Written request
Produce an exact copy of the lines from the line containing "green foliage and record integer pixel coordinates." through the last line of the listing below, both ends included, and nothing else.

Material provided

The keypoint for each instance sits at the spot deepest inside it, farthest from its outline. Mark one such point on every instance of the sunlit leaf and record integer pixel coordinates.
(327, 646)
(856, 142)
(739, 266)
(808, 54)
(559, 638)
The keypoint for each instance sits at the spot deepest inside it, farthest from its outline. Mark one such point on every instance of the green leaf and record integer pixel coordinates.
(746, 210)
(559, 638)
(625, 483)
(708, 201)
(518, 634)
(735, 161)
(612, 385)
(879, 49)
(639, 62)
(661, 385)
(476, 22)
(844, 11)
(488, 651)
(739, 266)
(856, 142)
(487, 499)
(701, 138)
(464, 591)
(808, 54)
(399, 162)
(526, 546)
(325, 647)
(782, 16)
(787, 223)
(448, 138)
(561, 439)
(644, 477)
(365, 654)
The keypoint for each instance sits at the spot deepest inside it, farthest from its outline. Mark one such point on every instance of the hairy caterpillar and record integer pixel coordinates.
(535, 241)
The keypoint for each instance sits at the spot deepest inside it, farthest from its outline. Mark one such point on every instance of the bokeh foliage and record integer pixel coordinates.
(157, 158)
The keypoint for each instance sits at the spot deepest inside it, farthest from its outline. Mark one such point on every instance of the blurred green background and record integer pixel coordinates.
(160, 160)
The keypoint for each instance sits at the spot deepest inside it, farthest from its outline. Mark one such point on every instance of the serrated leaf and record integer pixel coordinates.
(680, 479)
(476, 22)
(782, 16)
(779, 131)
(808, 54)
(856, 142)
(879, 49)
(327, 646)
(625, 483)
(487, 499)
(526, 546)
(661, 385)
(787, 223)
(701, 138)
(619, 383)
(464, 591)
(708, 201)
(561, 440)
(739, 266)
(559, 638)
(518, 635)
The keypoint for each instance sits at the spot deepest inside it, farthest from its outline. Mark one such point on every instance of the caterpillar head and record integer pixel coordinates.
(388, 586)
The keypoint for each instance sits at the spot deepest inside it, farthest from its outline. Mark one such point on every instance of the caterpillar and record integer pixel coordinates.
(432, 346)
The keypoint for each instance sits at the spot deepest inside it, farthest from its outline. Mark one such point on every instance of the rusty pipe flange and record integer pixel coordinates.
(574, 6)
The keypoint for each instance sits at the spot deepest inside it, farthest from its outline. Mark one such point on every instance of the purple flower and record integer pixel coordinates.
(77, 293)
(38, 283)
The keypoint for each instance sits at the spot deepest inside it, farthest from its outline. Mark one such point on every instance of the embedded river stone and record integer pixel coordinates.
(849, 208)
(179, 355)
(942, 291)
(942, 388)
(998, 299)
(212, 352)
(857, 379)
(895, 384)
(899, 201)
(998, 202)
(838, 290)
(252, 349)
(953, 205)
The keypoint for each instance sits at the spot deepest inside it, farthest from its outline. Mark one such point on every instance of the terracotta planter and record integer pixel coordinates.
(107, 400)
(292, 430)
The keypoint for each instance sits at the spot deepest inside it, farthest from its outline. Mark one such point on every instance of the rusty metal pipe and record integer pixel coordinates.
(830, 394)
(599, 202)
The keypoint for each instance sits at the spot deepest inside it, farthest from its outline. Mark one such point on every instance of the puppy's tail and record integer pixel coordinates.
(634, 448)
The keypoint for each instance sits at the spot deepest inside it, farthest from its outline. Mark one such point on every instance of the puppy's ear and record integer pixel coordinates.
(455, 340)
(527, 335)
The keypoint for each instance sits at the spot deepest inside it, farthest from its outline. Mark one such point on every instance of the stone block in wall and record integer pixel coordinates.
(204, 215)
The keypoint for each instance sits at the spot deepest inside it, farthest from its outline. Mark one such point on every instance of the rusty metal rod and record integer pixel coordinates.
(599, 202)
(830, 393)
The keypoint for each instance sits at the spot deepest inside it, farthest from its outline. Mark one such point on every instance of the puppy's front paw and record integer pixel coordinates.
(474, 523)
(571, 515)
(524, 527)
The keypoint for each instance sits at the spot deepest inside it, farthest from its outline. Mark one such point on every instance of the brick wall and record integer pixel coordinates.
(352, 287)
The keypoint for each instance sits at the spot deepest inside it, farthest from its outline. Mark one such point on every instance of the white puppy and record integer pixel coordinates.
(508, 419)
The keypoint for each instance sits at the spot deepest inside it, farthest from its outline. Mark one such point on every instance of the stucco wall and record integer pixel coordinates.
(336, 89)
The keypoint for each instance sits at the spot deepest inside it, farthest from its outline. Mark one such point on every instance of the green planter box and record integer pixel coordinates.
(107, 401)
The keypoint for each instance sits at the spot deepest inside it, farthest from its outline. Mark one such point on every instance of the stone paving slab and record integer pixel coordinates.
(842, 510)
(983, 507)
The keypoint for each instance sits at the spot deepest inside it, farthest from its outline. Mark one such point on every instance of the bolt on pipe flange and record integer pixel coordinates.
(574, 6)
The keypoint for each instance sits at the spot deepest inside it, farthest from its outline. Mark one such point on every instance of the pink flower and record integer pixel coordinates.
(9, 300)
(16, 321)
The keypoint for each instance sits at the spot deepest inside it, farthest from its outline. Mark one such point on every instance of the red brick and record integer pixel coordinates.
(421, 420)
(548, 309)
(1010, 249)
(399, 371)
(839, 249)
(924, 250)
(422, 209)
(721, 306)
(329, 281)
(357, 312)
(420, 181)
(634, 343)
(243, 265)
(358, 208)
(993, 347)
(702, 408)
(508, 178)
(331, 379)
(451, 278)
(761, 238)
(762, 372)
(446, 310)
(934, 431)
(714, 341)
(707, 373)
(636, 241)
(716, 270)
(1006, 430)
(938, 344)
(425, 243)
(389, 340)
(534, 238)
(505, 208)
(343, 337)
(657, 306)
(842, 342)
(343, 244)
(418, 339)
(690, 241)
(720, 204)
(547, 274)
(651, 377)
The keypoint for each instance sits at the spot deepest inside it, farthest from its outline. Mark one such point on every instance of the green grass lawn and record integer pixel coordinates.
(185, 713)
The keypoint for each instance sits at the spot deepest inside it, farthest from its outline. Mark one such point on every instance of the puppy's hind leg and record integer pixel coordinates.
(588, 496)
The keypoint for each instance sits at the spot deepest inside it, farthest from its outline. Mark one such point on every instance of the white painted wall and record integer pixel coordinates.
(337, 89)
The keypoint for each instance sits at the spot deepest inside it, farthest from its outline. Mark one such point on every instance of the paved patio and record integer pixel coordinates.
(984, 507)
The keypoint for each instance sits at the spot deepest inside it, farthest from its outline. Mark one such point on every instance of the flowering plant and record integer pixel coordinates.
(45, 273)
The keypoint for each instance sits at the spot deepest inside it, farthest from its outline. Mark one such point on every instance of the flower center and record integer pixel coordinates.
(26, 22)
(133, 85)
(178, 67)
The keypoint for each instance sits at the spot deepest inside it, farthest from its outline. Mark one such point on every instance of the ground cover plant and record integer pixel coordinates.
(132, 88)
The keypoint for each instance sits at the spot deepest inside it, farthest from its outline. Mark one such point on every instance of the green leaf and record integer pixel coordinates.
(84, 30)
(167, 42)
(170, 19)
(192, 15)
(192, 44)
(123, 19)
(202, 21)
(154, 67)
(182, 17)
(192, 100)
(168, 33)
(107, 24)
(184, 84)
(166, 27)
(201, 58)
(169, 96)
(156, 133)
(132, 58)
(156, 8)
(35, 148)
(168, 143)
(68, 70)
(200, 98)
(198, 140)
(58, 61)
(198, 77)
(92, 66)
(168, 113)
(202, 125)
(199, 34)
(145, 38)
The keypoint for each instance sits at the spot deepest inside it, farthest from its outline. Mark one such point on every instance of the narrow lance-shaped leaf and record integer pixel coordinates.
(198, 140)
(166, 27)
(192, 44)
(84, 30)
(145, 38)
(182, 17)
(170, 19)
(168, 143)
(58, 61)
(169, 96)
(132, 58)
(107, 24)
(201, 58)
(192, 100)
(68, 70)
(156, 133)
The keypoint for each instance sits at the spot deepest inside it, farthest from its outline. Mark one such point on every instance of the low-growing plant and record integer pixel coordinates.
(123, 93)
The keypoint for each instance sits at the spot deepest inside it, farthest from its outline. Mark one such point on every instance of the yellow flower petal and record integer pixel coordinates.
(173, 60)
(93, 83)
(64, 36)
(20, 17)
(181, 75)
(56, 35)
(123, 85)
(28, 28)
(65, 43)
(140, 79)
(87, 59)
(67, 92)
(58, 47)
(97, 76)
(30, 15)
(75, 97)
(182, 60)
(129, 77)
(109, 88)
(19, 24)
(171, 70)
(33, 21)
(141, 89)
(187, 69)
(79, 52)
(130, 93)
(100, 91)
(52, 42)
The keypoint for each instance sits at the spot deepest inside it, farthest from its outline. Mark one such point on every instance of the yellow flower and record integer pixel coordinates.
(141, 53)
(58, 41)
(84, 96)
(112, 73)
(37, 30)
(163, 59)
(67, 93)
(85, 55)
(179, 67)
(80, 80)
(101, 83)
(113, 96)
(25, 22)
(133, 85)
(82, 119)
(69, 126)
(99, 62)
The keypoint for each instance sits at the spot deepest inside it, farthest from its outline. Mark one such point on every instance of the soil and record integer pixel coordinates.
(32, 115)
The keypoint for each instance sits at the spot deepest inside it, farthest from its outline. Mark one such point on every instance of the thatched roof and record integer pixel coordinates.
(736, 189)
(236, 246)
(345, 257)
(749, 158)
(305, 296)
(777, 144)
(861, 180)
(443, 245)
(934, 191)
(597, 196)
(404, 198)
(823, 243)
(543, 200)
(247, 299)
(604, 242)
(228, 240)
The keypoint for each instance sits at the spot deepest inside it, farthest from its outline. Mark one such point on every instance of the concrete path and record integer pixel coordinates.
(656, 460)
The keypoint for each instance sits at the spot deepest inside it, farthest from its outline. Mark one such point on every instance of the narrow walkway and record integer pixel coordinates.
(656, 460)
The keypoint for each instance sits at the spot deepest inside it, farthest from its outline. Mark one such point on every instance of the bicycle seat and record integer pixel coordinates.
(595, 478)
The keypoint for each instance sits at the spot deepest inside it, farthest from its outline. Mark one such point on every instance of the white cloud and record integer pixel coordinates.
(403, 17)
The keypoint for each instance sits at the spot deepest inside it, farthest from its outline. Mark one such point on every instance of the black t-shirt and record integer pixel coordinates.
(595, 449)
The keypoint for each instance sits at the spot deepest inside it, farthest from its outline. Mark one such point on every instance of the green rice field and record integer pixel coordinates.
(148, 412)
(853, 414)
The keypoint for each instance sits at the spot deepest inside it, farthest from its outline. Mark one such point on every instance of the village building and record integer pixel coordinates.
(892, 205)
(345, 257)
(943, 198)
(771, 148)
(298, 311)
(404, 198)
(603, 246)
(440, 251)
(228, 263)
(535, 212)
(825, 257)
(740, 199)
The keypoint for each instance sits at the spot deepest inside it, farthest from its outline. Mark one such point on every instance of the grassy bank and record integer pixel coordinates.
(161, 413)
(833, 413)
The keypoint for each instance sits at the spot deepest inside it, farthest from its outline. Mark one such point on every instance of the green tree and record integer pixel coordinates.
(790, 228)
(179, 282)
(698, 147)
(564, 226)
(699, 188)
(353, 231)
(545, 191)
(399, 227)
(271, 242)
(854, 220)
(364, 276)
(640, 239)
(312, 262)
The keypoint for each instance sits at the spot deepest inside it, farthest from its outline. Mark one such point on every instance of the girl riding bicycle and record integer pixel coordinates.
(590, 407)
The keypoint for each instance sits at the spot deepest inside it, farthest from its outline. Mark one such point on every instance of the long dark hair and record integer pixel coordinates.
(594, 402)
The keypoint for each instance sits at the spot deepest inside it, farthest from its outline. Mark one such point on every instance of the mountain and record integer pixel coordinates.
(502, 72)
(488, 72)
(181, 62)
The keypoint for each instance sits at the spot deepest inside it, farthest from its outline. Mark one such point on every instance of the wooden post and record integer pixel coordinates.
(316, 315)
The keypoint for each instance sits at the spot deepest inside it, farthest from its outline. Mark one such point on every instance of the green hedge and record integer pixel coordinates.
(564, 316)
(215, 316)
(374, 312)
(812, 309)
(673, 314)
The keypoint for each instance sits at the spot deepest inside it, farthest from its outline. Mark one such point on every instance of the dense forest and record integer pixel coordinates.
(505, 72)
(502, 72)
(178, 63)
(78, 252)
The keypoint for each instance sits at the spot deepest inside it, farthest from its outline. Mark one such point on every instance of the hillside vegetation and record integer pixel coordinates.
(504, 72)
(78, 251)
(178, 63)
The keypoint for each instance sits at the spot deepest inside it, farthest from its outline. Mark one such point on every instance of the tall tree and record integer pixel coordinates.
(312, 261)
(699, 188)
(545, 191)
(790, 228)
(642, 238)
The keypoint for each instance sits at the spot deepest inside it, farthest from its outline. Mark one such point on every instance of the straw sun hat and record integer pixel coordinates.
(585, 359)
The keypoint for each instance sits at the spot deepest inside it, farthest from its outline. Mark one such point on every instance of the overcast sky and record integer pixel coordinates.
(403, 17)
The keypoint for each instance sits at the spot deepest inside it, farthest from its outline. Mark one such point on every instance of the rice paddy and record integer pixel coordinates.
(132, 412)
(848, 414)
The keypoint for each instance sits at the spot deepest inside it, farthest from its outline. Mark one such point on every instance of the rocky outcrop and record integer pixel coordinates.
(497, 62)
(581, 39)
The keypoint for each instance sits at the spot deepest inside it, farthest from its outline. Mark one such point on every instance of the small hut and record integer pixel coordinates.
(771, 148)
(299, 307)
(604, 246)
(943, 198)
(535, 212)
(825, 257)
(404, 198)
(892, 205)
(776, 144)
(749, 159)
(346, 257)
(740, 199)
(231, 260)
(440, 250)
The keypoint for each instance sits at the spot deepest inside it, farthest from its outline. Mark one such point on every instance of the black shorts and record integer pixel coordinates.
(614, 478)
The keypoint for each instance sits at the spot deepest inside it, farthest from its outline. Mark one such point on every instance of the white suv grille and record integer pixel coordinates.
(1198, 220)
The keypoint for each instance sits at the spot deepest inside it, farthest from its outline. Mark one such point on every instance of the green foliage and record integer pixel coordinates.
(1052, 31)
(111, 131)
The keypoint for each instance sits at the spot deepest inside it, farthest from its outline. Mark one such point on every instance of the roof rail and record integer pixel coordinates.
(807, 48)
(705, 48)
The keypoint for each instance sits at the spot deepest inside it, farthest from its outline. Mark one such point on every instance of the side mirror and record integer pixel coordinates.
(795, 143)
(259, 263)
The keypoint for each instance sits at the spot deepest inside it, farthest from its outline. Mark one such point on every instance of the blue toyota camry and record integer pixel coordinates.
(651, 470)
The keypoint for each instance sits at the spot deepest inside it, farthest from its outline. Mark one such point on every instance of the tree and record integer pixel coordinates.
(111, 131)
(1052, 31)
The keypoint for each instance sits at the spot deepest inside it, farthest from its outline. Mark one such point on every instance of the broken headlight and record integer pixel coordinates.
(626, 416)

Task response
The keypoint for each instance sits at the spot deepest inside it, farthest from its outline. Mark one such point on every instance of the green foliage and record integer pixel coordinates.
(1052, 31)
(111, 131)
The keypoint for each instance sits at the spot deepest inside it, farthest from its outline. Mark one such point on every instance of the roof rail and record integer pixel coordinates.
(807, 48)
(705, 48)
The keypoint for each instance sits at the spot deepest inside it, farthest from its outline. Mark one such point on every instance of the side mirror and record integer pixel coordinates.
(795, 143)
(259, 263)
The keypoint for each instance sits at the spot deepest inside it, farthest from its outline. Mark one such point on every instance of the blue toyota camry and record integer pixel coordinates.
(651, 470)
The keypoint for each instance sits at the spot deepest inside it, farthest from its outline. Mark one such point on every instance of the tree and record integer pixel coordinates.
(111, 131)
(1052, 31)
The keypoint for each instance sits at the spot deepest inside it, farthest from its outline. Mark one such point on every instance of the broken headlight and record integer pixel coordinates.
(626, 416)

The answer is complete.